_GIVEN TEXT_
──────────

Tax Position of a 100g Gold Bar

At 999 fineness this bar clears the 995 minimum that defines investment gold in the jurisdictions that exempt it:

  • UK: 0% VAT as investment gold (995+ fineness). Bars are never CGT-exempt in the UK; only UK legal tender coins qualify, so gains above the £3,000 annual allowance are taxed at 18-24%. A roughly $10,000 bar can generate gains that exceed that allowance on its own, which makes the CGT exposure a real cost to weigh against the low premium.
  • EU: 0% VAT on investment gold bars of 995+ fineness across all member states. Capital gains rules vary by country; Germany taxes nothing on bullion held over a year, which pairs well with a low-premium bar like this.
  • US: No federal sales tax, most states exempt bullion, and a $10,000+ purchase clears every state threshold (the highest is California's $2,000). Long-term gains are taxed at the collectibles rate of up to 28%. IRA gold must be at least 99.5% pure from an accredited refiner and held at an approved depository.
  • Canada: GST/HST-free at 99.5%+ purity.
  • Australia and New Zealand: GST-free as investment-grade gold (99.5%+).

──────────

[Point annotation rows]
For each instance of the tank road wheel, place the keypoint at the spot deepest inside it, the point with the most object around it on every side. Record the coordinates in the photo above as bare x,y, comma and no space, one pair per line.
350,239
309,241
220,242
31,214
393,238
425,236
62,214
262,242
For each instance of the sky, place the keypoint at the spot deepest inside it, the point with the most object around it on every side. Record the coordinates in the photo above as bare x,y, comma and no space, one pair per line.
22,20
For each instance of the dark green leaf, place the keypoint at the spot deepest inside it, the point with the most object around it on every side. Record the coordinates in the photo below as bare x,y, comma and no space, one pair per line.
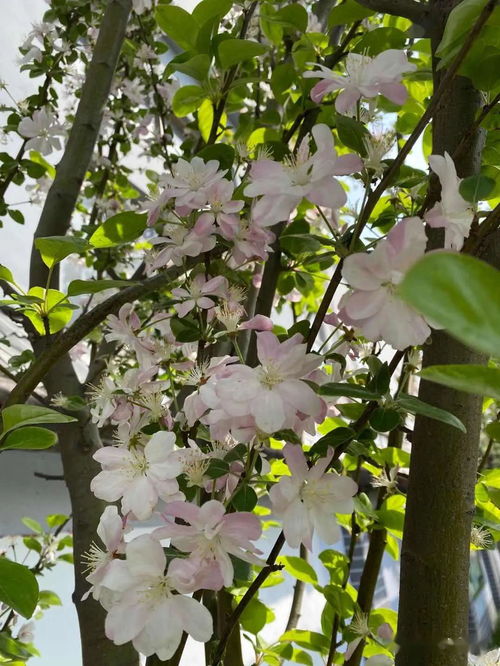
30,437
54,249
78,287
178,24
460,293
415,406
476,188
21,415
119,229
187,99
348,391
18,587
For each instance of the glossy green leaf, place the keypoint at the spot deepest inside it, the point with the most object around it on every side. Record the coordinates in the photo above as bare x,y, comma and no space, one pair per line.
78,287
476,188
22,415
468,378
415,406
18,587
460,293
54,249
178,24
31,437
119,229
299,568
234,51
187,99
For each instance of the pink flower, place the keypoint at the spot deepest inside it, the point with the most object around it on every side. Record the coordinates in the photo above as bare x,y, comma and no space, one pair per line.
283,186
125,329
365,77
211,534
452,212
190,181
372,304
307,500
110,531
148,612
140,476
195,294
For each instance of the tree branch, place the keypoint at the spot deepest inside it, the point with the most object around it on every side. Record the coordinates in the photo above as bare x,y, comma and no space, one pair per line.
61,199
65,340
418,12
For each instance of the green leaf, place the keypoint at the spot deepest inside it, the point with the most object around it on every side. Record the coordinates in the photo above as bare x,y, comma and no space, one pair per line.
460,293
233,51
311,640
207,9
5,274
31,437
348,12
33,525
245,499
187,99
221,152
468,378
54,249
415,406
78,287
178,24
119,229
348,391
22,415
476,188
351,133
255,616
299,568
383,419
18,587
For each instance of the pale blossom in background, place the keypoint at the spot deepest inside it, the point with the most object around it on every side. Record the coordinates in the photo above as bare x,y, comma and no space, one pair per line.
453,212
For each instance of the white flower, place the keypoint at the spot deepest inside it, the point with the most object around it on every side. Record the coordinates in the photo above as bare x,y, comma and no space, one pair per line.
148,612
42,130
307,500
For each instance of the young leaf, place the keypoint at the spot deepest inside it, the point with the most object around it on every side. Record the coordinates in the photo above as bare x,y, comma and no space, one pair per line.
18,587
299,568
348,391
54,249
78,287
460,293
31,437
234,51
22,415
415,406
469,378
178,24
119,229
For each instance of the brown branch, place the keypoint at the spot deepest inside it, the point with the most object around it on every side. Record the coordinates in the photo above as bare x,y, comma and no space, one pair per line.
65,340
61,199
418,12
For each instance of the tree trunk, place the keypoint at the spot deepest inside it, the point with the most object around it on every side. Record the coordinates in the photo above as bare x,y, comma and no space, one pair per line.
78,441
434,585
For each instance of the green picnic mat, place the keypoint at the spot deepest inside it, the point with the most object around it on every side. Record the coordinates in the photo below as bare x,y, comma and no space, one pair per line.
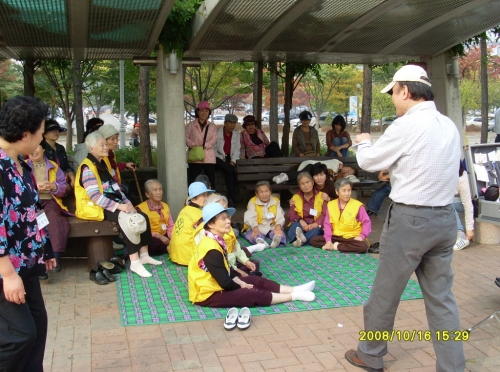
341,280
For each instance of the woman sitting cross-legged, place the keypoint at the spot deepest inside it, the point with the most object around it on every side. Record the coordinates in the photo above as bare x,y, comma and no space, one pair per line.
211,281
347,225
307,212
98,197
159,217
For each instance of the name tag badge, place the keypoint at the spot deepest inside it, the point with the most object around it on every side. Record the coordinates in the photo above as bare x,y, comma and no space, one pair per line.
41,219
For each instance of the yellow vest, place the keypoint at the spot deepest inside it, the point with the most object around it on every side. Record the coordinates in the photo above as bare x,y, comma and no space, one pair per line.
86,209
112,171
260,211
318,205
345,224
182,240
52,179
154,217
230,239
201,283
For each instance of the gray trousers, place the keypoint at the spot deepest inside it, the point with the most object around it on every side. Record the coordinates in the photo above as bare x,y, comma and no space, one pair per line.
420,240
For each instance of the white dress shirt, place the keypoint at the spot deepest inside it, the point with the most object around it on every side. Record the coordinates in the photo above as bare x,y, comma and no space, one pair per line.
421,149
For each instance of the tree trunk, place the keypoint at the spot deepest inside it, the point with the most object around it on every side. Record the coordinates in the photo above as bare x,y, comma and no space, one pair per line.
29,77
144,134
484,90
78,104
285,141
273,110
366,109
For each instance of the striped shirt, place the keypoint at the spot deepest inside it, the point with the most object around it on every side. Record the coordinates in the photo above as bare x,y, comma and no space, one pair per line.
89,182
421,149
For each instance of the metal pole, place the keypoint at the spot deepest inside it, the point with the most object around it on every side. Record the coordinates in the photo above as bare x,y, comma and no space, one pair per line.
122,105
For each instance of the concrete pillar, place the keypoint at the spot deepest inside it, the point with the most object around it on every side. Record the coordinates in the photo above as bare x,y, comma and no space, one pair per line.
446,90
172,165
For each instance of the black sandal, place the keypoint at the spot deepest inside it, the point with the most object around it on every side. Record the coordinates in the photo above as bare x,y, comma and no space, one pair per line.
98,277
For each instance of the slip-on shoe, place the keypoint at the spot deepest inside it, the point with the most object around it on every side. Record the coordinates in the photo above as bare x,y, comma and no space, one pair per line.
118,261
98,277
352,357
111,267
231,319
244,318
108,275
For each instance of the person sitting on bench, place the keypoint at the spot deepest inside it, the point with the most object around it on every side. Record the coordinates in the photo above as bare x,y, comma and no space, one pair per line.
346,225
98,197
307,212
213,283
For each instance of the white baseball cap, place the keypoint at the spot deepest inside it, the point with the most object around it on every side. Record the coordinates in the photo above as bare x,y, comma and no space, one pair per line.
408,73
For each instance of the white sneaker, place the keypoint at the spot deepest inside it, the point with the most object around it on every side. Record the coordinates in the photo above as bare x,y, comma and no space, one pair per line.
460,244
117,246
280,178
261,241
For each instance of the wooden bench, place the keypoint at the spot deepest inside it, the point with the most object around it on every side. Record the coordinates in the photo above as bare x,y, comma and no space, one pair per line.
98,236
251,171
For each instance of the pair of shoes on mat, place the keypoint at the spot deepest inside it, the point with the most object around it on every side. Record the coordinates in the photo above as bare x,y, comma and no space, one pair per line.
234,319
301,239
460,244
352,357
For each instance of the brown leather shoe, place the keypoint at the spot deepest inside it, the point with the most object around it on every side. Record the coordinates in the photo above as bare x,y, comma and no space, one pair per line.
352,357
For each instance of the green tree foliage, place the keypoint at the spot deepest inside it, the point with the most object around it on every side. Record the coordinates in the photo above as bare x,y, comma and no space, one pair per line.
11,78
219,83
177,30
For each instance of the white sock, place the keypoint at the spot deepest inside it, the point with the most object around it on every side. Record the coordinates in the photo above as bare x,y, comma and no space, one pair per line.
276,241
256,248
308,287
137,267
303,296
262,241
146,258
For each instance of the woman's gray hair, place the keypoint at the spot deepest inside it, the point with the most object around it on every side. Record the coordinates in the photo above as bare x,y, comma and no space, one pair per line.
302,175
263,183
148,184
216,198
92,139
341,183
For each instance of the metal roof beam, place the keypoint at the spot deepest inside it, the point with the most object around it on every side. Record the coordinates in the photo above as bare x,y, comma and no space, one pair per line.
78,22
158,26
429,25
360,23
206,14
299,8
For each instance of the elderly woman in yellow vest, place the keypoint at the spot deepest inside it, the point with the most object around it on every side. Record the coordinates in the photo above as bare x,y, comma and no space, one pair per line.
110,133
51,184
213,283
186,226
264,217
98,197
307,212
159,217
347,225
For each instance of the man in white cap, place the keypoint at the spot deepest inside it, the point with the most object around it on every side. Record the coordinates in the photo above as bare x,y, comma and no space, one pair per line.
421,150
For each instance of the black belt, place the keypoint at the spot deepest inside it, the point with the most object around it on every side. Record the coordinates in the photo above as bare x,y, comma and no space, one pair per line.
421,206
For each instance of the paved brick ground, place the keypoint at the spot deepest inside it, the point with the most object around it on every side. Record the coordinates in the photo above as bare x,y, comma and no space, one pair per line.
85,332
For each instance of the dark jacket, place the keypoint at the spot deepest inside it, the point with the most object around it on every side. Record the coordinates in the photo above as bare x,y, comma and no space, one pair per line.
58,155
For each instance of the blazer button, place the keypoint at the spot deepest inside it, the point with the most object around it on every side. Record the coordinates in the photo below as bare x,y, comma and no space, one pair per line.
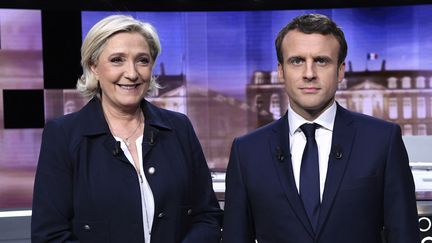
151,170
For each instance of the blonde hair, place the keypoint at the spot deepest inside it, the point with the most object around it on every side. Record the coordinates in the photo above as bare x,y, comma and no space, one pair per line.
94,44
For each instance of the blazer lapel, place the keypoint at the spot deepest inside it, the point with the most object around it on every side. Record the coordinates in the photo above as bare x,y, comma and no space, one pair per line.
342,141
281,156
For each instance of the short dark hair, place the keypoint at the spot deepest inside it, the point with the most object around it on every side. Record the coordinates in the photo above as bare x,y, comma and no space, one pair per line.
310,24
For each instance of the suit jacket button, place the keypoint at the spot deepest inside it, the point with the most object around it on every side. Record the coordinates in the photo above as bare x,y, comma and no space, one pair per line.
151,170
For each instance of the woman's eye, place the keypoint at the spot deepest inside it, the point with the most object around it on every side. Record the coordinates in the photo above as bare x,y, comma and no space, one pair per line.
116,59
144,60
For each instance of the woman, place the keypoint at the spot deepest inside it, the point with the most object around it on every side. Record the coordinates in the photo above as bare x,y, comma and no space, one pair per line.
121,169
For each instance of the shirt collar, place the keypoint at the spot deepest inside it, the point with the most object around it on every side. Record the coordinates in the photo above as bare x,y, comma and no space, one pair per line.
325,120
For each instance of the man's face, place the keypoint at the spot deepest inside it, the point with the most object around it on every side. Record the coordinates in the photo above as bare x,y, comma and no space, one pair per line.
310,71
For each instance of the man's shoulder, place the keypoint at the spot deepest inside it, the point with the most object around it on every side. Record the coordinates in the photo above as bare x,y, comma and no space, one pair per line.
361,120
260,133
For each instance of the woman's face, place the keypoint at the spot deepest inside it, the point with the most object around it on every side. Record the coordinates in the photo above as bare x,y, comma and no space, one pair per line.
124,70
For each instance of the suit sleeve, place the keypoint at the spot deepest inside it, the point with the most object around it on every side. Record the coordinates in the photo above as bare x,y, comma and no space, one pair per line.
238,221
400,210
52,196
206,214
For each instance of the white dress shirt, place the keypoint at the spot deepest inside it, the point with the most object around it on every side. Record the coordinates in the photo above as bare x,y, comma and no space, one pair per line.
147,200
323,137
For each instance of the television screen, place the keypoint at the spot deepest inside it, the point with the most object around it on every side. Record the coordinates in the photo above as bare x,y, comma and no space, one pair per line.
219,68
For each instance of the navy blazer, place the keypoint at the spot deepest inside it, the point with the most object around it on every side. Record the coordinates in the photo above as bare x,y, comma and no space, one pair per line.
86,192
369,191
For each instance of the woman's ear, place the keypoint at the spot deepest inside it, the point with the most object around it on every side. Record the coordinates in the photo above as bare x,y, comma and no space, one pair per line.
94,70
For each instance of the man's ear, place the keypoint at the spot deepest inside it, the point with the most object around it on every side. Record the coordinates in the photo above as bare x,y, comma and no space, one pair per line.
341,72
280,71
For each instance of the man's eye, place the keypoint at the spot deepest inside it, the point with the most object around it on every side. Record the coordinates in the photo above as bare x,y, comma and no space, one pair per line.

──────────

_REQUIRED ACTIONS_
A. Gather every line of the rows that contains the string "yellow", treating uppercase and lowercase as different.
B. Resume the gold bar tax text from the point where it stops.
The gold bar tax text and the rows have no connection to each other.

_RESULTS FOR THE EXERCISE_
A.
For each instance of the yellow vest, place the keypoint at the spot deepest inside it, the point with the most object around it on every side. Record the coordinates in the photo above as bare x,y, comma and no space, one pair per line.
For each instance of the elderly woman in yellow vest, place the keypoint at the spot deepest inside it, the point with the most object around it on every side. Record the coordinates in the photo above as bare x,y, comma and no space, one pair per line.

B.
  • Singapore: 0% GST under the Investment Precious Metals scheme, no capital gains tax.
  • Hong Kong: No sales tax, no import duty, no capital gains tax.

100g Bar vs 1 oz Bars, Kilo Bars, and the Swiss Majors

The vertical comparison first. Against 1 oz gold bars, the 100g bar wins on cost: roughly 2-4% over spot versus 3-5% for the smaller bar (1 oz bars more broadly run 1-4% for minted product). The 1 oz format answers with divisibility and the deepest resale market in bullion, since every dealer worldwide trades ounce bars. Against kilo bars, the 100g gives up a little premium efficiency (kilo bars reach 1-2%) but avoids concentrating $100,000+ of value in a single unit with a narrower retail buyer pool.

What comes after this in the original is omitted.